--- Excerpt ---
******************************

Michael Kors A self-styled US fashion guru expands his focus on menswear while under fire for making his luxury brand too accessible. Michael Kors, the son of a fashion model who dropped out of New York City’s Fashion Institute of Technology in 1977 to set up his own boutique space, has opened a 22,000sqft flagship in the hip Manhattan neighbourhood of SoHo. Renowned for his womenswear designs since being discovered by B
Bergdorf Goodman a year into his career, he has dedicated the entire basement floor of the 520 Broadway store to menswear, displaying sportswear, shoes, tailoring, leather, suits, and accessories.
It’s little more than a year since Kors hired Mark Brashear to head a new menswear department, hoping to emulate the success of other brands in making the transition from women’s fashion to men’s. Now it accounts for around one third of the store space.
At ground level, shoppers can find accessories from Michael Kors and its diffusion label, Michael, including sunglasses, small leather goods, watches, jewellery, and beauty. Upstairs is ladies’ clothing.
Diffusion brands, expansion into menswear − is it a dangerous strategy? Forbes retail columnist Robin Lewis opines a convincing yes.
“The brand is becoming ubiquitous and that’s the kiss of death for trendy fashion brands, particularly those positioned in the upmarket younger consumer sectors,” Lewis wrote when the menswear divergence was announced.
He likens the strategy to the demise of Tommy Hilfiger in the late 1990s.
“The seductive thing about the Kors-type of ‘hot’ trajectory is in the initial delight of consumers as the brand becomes to stand for everything and everybody, everywhere. [But] all of a sudden, in a nano-split second, the largely young and trend fickle consumer base wakes up and realises the brand is slapped on everything and is being worn
by everybody, everywhere. And, crash! Wonderful becomes awful. The brand stands for nothing for anybody – everywhere.”
Kors has collapsed before. After launching in 1981 in Bloomingdales, Lord & Taylor, Neiman Marcus, Saks Fifth Avenue, and Bergdorf Goodman, he was forced into bankruptcy in 1993.
He fought back, aided by a reference in the movie The Devil Wears Prada, TV series, Gossip Girl, and, for dressing First Lady, Michelle Obama. He also spent five seasons as a judge on Project Runway.
Michael Kors, the company, was listed in a 2011 IPO and its store count has since almost trebled. In one quarter of 2013, same store sales soared 45 per cent.
This month, the company reported a quarterly revenue increase of 30 per cent and a profit boost of 24 per cent – no mean achievement in a still largely stifled global retail market. Same store sales rose 8.6 per cent and online sales by 76 per cent.
Tellingly, investors sent the share price four per cent south in trading after the announcement, spooked by an admission from CEO, John Idol, that the company had to commit the cardinal sin of any luxury brand: discounting.
Just like rival brand, Coach (which last year was deriving 70 per cent of its revenue from outlet stores), Michael Kors has the signs of becoming a victim of its own success.
“The discounts may be a symptom of the ubiquity problem: the trendy customer who might have paid full price for the bags a year or two ago has moved on to other brands,” wrote Sarah Halzack, the Washington Post’s national retail reporter this month.

******************************

--- Dataset excerpts ---
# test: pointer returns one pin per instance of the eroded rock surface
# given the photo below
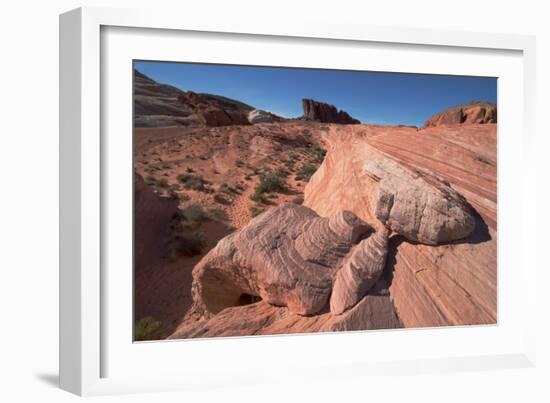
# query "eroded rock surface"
(474, 113)
(160, 105)
(259, 116)
(321, 112)
(416, 204)
(286, 256)
(449, 284)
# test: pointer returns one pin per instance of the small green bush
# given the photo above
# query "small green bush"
(218, 214)
(306, 172)
(270, 182)
(193, 214)
(194, 182)
(188, 243)
(148, 329)
(162, 183)
(255, 211)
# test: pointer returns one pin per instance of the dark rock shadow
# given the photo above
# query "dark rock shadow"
(391, 260)
(481, 233)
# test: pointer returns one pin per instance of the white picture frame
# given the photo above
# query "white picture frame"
(85, 345)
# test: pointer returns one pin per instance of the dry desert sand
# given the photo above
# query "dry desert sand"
(247, 223)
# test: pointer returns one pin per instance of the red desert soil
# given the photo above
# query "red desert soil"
(453, 283)
(420, 228)
(230, 160)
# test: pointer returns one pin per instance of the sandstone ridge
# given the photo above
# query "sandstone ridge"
(325, 113)
(473, 113)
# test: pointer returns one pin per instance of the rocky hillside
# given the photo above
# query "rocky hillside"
(386, 173)
(248, 223)
(472, 113)
(159, 105)
(320, 112)
(388, 236)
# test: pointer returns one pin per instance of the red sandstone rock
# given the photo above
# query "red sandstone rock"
(450, 284)
(321, 112)
(479, 112)
(158, 105)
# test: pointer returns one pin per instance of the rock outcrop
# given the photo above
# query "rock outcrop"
(277, 274)
(160, 105)
(286, 257)
(416, 204)
(257, 116)
(321, 112)
(453, 283)
(474, 113)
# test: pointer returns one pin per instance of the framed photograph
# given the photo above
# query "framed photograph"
(242, 201)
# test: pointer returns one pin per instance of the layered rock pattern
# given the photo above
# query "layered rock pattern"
(160, 105)
(286, 256)
(474, 113)
(416, 204)
(258, 116)
(450, 284)
(321, 112)
(359, 272)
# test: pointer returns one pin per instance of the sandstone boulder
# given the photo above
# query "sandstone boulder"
(360, 271)
(475, 113)
(286, 256)
(257, 116)
(321, 112)
(416, 204)
(449, 284)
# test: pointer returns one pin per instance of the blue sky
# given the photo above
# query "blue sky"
(372, 97)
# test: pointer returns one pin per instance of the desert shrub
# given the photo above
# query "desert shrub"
(217, 214)
(148, 329)
(292, 156)
(255, 211)
(306, 172)
(193, 214)
(270, 181)
(194, 182)
(258, 197)
(162, 183)
(220, 198)
(187, 243)
(225, 188)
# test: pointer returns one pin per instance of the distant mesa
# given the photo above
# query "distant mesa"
(160, 105)
(257, 116)
(473, 113)
(321, 112)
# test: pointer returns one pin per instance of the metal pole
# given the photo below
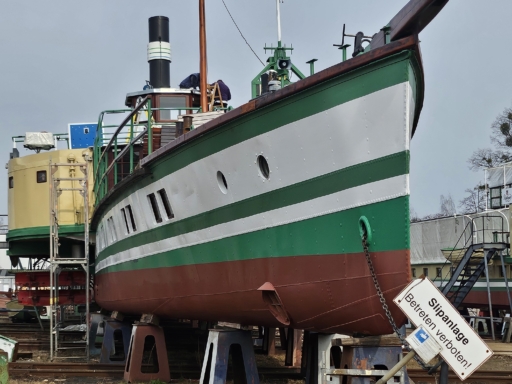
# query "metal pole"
(506, 281)
(489, 297)
(86, 253)
(443, 377)
(202, 55)
(51, 259)
(485, 185)
(278, 22)
(150, 129)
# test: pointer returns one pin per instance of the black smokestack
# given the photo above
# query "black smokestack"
(159, 52)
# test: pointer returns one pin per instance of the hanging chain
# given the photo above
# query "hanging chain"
(382, 300)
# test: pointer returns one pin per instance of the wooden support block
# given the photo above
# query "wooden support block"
(294, 348)
(117, 316)
(269, 341)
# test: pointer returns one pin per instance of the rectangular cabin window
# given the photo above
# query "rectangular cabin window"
(41, 176)
(177, 104)
(112, 229)
(165, 202)
(154, 207)
(130, 214)
(125, 220)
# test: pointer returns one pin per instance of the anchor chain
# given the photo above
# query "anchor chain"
(385, 307)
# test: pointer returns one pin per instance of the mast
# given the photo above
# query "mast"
(202, 55)
(278, 23)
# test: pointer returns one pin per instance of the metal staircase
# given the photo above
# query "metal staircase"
(58, 263)
(489, 237)
(460, 283)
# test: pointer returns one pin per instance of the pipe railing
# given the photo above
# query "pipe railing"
(121, 140)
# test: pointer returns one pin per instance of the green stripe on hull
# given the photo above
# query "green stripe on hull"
(358, 83)
(336, 233)
(360, 174)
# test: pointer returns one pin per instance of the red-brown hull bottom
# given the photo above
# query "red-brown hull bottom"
(329, 293)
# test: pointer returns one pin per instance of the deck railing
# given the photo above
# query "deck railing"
(121, 140)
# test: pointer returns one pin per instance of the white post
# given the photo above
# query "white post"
(278, 22)
(485, 185)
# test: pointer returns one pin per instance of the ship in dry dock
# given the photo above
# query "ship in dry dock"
(246, 215)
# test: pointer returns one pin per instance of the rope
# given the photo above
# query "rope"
(241, 34)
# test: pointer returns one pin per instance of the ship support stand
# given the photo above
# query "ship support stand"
(78, 183)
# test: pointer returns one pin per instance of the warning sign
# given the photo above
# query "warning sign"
(462, 348)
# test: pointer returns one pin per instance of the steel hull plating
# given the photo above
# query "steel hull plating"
(314, 292)
(337, 151)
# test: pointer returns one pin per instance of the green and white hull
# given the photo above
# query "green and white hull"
(337, 149)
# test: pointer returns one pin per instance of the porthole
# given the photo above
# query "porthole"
(221, 180)
(263, 166)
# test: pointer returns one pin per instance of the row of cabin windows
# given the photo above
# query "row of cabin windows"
(40, 178)
(129, 219)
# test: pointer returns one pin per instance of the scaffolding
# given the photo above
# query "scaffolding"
(79, 183)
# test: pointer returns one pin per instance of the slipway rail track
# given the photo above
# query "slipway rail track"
(420, 376)
(64, 370)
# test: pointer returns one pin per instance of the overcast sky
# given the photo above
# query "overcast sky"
(65, 61)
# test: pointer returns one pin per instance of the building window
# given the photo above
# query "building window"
(41, 176)
(154, 207)
(165, 202)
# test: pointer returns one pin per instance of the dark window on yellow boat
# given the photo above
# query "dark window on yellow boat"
(41, 176)
(132, 219)
(165, 202)
(154, 207)
(125, 220)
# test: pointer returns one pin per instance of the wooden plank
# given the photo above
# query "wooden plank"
(410, 20)
(373, 341)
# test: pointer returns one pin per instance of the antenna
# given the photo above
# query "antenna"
(278, 22)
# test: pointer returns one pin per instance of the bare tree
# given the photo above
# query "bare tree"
(474, 201)
(447, 206)
(501, 137)
(488, 158)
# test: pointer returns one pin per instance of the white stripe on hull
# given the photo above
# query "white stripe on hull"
(340, 201)
(358, 131)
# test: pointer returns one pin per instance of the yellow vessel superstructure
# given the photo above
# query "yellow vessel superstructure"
(29, 203)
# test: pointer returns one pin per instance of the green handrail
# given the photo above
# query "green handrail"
(106, 141)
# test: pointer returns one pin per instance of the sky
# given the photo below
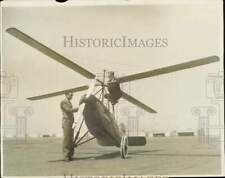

******************************

--- Your objective ---
Set down, word for word, the passage of the Michael Kors article starting with "Just like rival" and going on through "reporter this month.".

--- Task solution ---
Just like rival brand, Coach (which last year was deriving 70 per cent of its revenue from outlet stores), Michael Kors has the signs of becoming a victim of its own success.
“The discounts may be a symptom of the ubiquity problem: the trendy customer who might have paid full price for the bags a year or two ago has moved on to other brands,” wrote Sarah Halzack, the Washington Post’s national retail reporter this month.